• RECORD EXTRACTS
○ ○ ○
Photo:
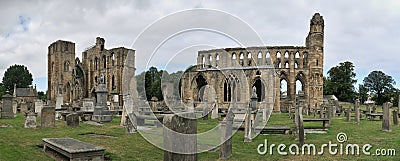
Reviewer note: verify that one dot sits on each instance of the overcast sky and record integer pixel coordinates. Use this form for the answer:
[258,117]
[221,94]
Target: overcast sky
○ ○ ○
• WRITTEN INSTRUCTION
Reproduce the items above word for word, but leave out the pictures.

• TASK RESPONSE
Photo:
Reviewer note: verify that one dot sits on each instance of the overcast sky and record integer pixel coordinates. Use this form for the answer:
[258,117]
[221,94]
Target: overcast sky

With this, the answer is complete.